#### [INSTRUCTIONS FOR THE TASK]
Repeat word for word the opening stretch of the entries, from the first line through the line containing "Mark all occurrences of white folding".

━━━ RECORDS SUPPLIED ━━━

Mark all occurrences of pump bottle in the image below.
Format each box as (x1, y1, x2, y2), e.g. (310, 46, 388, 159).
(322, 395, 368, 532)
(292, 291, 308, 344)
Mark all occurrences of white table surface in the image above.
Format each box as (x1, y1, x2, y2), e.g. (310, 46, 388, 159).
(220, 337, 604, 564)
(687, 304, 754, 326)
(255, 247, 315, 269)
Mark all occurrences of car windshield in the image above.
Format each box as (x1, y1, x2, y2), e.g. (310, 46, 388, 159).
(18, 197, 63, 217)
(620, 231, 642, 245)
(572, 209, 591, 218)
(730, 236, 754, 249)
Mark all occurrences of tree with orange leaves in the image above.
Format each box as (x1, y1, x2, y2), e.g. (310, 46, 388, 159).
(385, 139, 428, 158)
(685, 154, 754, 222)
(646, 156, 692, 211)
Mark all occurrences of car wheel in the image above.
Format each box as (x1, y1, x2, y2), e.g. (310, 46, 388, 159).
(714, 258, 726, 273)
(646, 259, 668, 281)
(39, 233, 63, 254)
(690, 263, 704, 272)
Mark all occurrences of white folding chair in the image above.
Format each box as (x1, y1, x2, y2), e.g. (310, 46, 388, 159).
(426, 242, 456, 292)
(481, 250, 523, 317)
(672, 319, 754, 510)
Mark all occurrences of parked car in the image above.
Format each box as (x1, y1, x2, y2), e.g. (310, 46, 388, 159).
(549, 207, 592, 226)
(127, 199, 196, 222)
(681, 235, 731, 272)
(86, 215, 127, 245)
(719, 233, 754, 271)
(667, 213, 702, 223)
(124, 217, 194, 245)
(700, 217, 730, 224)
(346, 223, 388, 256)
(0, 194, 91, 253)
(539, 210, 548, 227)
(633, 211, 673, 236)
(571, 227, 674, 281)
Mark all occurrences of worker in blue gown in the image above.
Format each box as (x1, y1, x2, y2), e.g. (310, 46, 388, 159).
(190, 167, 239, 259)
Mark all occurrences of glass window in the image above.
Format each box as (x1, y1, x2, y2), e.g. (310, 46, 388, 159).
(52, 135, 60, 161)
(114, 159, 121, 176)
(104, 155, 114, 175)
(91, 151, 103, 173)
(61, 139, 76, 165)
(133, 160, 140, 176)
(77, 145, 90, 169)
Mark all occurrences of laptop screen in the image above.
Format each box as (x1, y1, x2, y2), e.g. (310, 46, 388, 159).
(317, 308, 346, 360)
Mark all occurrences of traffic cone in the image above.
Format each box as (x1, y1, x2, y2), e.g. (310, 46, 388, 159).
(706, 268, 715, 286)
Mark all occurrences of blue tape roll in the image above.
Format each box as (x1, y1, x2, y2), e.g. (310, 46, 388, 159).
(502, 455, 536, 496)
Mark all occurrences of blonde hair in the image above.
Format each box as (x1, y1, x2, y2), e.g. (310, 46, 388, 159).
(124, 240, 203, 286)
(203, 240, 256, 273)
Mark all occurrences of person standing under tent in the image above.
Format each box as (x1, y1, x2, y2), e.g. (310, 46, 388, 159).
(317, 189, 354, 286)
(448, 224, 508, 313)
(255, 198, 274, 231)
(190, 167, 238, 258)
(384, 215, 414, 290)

━━━

#### [RESPONSE TO THE EXERCISE]
Mark all occurrences of pump bottle in the image below.
Format each box as (x1, y1, x2, y2), e.g. (310, 46, 388, 159).
(322, 395, 368, 532)
(292, 291, 308, 344)
Mark all occurrences of white table surface in the image above.
Format each box as (x1, y1, x2, y2), e.g. (310, 46, 388, 159).
(220, 337, 604, 564)
(687, 304, 754, 326)
(255, 247, 315, 269)
Mark all occurrences of car windshield in the image above.
Format each box as (x1, y1, x2, y2), e.g. (310, 46, 388, 159).
(18, 197, 63, 217)
(620, 231, 642, 245)
(572, 209, 591, 218)
(730, 236, 754, 249)
Mark all occurrences of tree with orange leaves in the image above.
Format each box as (x1, y1, x2, y2), e.g. (310, 46, 388, 159).
(385, 139, 428, 158)
(685, 154, 754, 222)
(646, 156, 692, 211)
Mark all occurrences of car wheel in the image above.
Format each box as (x1, y1, x2, y2), e.g. (310, 46, 388, 159).
(714, 258, 726, 273)
(646, 259, 668, 281)
(39, 233, 63, 254)
(690, 263, 704, 272)
Mark all occurrences of white folding chair in the image above.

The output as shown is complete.